Repérez dans les données ci-dessous chaque ligne qui contient le mot "statue", puis recopiez-la intégralement.

• **DONNÉES D'ENTRÉE**
--------------------------------
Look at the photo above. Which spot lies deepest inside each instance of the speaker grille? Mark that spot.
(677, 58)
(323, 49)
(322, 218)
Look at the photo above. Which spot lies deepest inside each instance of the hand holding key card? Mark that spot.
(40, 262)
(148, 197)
--------------------------------
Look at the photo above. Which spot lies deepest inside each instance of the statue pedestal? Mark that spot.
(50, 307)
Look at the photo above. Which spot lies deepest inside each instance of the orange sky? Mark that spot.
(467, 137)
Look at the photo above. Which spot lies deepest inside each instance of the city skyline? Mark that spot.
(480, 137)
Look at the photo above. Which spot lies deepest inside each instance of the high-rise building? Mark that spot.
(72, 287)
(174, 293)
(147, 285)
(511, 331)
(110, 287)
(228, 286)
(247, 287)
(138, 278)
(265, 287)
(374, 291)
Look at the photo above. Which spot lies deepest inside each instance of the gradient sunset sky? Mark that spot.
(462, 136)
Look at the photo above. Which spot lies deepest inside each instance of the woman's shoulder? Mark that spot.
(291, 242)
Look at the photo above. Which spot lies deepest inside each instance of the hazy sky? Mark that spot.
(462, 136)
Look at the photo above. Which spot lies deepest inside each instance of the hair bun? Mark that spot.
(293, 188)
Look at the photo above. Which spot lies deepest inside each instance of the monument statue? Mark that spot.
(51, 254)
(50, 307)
--------------------------------
• **RÉSULTAT ATTENDU**
Look at the photo above. Which spot lies deepest inside each instance of the statue pedestal? Mark that spot.
Look at the photo above. Which spot lies deepest inside each instance of the monument statue? Mark that spot.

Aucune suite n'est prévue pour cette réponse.